Problem description: After reading the records, print them all again exactly as they stand.

Dataset records:
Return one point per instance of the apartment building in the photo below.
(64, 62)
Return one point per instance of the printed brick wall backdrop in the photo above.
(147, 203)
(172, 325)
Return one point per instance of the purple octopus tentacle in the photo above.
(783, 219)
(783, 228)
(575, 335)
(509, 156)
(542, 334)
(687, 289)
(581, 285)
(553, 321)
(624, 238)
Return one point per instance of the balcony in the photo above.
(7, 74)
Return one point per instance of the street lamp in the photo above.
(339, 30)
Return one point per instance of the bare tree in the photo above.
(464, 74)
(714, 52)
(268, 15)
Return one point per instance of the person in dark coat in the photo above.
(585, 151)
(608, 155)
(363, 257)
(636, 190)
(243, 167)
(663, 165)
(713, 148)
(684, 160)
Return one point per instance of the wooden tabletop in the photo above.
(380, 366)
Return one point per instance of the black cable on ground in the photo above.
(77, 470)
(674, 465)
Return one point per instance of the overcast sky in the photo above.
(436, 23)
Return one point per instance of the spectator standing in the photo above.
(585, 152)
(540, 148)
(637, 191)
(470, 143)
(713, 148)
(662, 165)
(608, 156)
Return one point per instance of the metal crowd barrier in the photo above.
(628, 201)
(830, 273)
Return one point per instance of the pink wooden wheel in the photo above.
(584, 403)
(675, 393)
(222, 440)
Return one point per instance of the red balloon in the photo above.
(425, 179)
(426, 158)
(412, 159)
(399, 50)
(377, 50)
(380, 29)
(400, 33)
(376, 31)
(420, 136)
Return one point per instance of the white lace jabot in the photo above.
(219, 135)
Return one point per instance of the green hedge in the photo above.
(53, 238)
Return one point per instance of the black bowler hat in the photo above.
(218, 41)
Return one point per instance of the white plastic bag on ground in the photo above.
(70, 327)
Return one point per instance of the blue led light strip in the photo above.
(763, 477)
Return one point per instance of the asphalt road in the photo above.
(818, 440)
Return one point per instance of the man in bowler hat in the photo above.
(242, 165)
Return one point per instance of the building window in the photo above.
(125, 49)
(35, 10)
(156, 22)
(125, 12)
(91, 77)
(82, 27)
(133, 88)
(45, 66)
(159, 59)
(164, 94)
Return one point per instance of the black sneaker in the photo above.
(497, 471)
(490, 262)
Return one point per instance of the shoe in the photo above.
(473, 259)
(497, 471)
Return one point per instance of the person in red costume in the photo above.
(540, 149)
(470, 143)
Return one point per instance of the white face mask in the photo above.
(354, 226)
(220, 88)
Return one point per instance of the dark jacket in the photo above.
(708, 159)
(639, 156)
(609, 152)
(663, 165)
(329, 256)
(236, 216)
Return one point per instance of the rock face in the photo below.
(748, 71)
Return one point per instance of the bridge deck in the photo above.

Response:
Return one point per instance of the apartment building in the photo below.
(64, 62)
Return one point per instance of the printed brick wall backdrop in the photo above.
(147, 203)
(172, 325)
Return one point per instance of the purple octopus tentacle in the photo above.
(783, 219)
(783, 228)
(575, 335)
(509, 156)
(542, 334)
(687, 289)
(581, 285)
(553, 321)
(624, 238)
Return one point per instance of the balcony in the photo above.
(7, 74)
Return one point per instance of the street lamp in the photo above.
(339, 30)
Return one point per instance of the bare tree in the photo above.
(464, 74)
(714, 52)
(268, 15)
Return one point per instance of the person in dark coat in the photo above.
(585, 151)
(608, 155)
(363, 257)
(636, 190)
(243, 167)
(663, 165)
(713, 148)
(684, 160)
Return one point per instance of the wooden tabletop in the photo above.
(380, 366)
Return one point per instance of the black cable on ground in the photo above.
(77, 470)
(674, 465)
Return one point per instance of the overcast sky in the photo above.
(436, 23)
Return one point per instance of the spectator standing in the photo above.
(585, 152)
(540, 148)
(637, 191)
(470, 143)
(713, 148)
(662, 165)
(608, 156)
Return one point per instance of the metal crowd barrier in the photo above.
(628, 201)
(830, 273)
Return one point per instance of the pink wooden wheel in the photo above.
(584, 403)
(675, 393)
(222, 440)
Return one point per instance of the red balloon in the photo above.
(425, 179)
(426, 158)
(412, 159)
(399, 50)
(377, 50)
(380, 29)
(400, 33)
(376, 31)
(420, 136)
Return one point per instance of the white lace jabot in the photo above.
(219, 135)
Return one point per instance of the green hedge in the photo above.
(53, 238)
Return one point per instance of the black bowler hat in the photo above.
(218, 41)
Return one point per instance of the white plastic bag on ground in the photo above.
(70, 327)
Return one point per instance of the blue led light strip in the photo above.
(763, 477)
Return one point per instance of the asphalt road in the photo above.
(818, 440)
Return one point per instance of the man in bowler hat in the photo above.
(242, 165)
Return one point per instance of the building window in the photo above.
(125, 49)
(35, 10)
(156, 22)
(125, 12)
(91, 77)
(82, 27)
(133, 88)
(45, 66)
(159, 59)
(164, 94)
Return one point per instance of the black sneaker in the photo above.
(497, 471)
(490, 262)
Return one point per instance of the shoe in the photo above.
(473, 259)
(497, 471)
Return one point per instance of the person in red costume in the photo above.
(540, 149)
(470, 143)
Return one point per instance of the white face mask in the photo above.
(354, 226)
(220, 88)
Return one point per instance of the dark jacket in the photo above.
(708, 159)
(639, 156)
(609, 152)
(663, 165)
(329, 256)
(236, 216)
Return one point per instance of the rock face in the photo below.
(748, 71)
Return one point per instance of the bridge deck in the photo above.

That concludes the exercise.